* [WHAT IS EXPECTED] Switch every "gray" to "silver" in the items from the line with "Note: spot the white tablecloth" up to and including the line with "<point>157,317</point>". Return only those lines, with everything else unchanged.

* [RECORDS SUPPLIED]
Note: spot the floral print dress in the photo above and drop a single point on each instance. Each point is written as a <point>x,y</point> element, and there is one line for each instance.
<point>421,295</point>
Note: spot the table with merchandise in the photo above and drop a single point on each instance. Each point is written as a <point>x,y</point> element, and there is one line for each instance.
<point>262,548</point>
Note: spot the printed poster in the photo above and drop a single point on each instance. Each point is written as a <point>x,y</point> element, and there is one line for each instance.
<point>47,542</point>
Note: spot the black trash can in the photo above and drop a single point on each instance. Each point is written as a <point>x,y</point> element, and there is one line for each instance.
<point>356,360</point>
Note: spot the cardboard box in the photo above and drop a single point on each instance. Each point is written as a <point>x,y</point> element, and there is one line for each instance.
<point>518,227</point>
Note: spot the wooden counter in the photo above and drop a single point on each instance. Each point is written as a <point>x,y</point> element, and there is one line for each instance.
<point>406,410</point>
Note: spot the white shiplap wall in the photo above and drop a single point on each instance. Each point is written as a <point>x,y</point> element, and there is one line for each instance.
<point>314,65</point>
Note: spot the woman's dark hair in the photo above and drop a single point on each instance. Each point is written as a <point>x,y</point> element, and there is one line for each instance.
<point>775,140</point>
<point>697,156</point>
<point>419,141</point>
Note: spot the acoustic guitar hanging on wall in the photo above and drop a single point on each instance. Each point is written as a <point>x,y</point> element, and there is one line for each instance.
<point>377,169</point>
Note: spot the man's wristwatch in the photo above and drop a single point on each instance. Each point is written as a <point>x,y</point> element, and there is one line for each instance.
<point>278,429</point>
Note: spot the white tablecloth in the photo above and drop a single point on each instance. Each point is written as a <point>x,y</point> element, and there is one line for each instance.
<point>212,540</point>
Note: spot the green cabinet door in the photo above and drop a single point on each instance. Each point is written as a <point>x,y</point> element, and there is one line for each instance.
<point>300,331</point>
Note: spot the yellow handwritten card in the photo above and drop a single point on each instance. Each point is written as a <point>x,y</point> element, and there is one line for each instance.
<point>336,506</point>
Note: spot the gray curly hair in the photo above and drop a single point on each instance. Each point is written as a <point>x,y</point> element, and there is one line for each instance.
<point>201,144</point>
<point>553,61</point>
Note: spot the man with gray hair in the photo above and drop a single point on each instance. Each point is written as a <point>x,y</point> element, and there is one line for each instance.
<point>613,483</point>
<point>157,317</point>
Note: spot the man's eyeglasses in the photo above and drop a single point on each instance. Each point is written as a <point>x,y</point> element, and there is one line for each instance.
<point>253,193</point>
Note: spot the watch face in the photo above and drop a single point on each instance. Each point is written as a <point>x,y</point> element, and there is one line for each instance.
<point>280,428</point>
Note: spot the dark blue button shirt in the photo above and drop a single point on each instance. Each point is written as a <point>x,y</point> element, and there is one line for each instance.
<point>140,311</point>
--
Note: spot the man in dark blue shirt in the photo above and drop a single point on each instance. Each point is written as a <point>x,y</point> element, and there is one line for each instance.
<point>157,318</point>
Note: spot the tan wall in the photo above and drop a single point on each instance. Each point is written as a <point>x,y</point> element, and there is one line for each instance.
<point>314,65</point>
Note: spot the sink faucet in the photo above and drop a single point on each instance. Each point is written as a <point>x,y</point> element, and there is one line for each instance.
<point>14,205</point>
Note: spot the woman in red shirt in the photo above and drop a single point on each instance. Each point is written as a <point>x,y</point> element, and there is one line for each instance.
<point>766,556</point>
* * *
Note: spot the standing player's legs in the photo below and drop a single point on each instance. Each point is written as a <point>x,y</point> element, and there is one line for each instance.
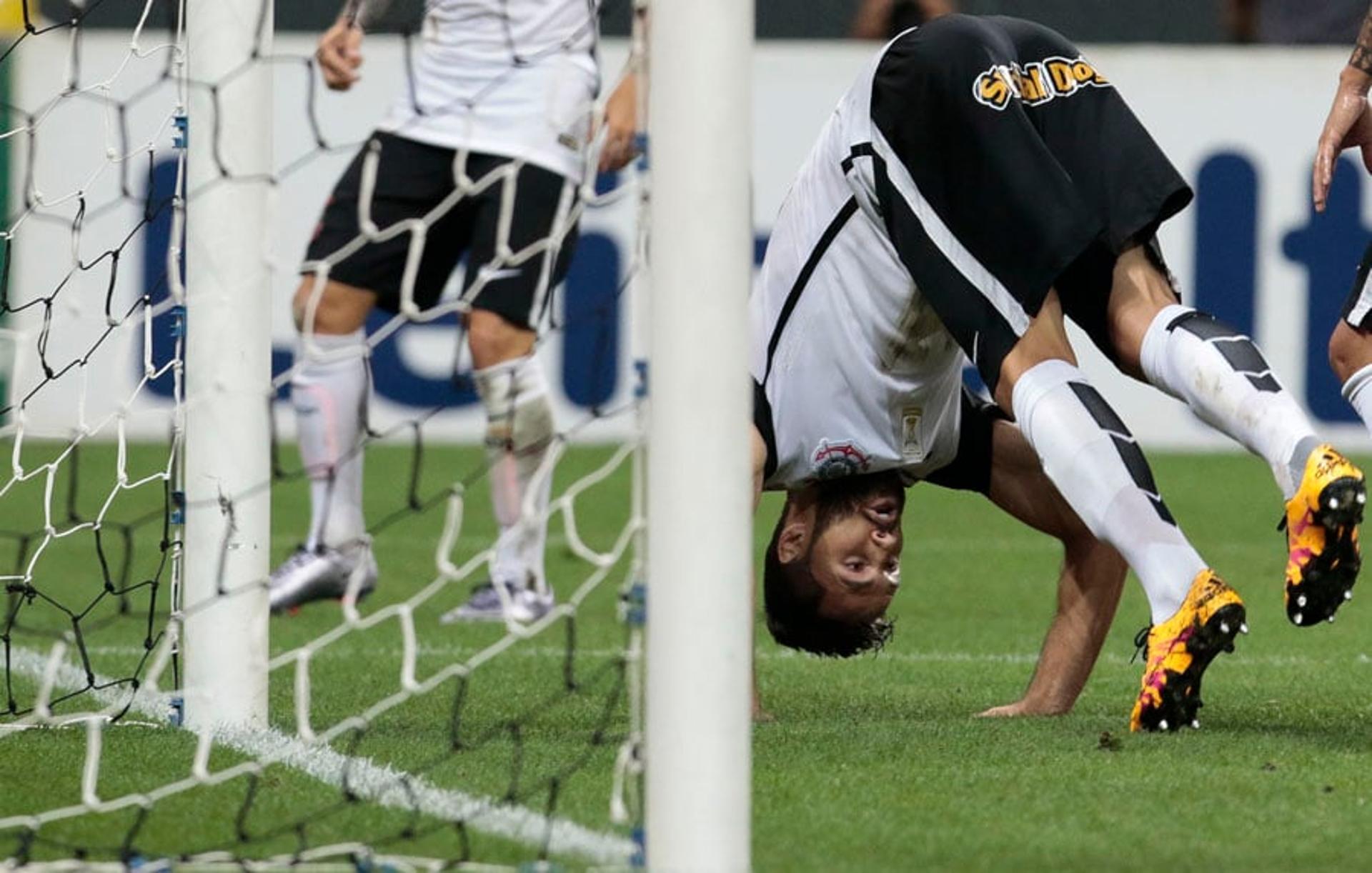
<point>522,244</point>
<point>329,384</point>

* [OUTPUT BELOW]
Note: spot the white tablecloth in the photo above and drop a single point on each instance. Each point is written as a <point>x,y</point> element, and there is one line for each instance.
<point>212,540</point>
Note: spot the green cabinet door in the photo above and drop a single point on each instance. Each point is written as a <point>x,y</point> element, and there is one line for each instance.
<point>300,331</point>
Note: spot the yellow handwritten card in the photo above and drop a single point on each instance. Each point is written as a <point>x,y</point> element, and there is one line for each instance.
<point>336,506</point>
Note: spot the silver curly hair in the photo above and drop a single point on each instance. Each point is written as a <point>x,y</point> element, and there is one line for each instance.
<point>201,144</point>
<point>553,61</point>
Note: spot the man with silver hair in the photo above and drop a single point on each instance. Each point is written as a <point>x,y</point> element, and there is one line for each instance.
<point>613,483</point>
<point>157,317</point>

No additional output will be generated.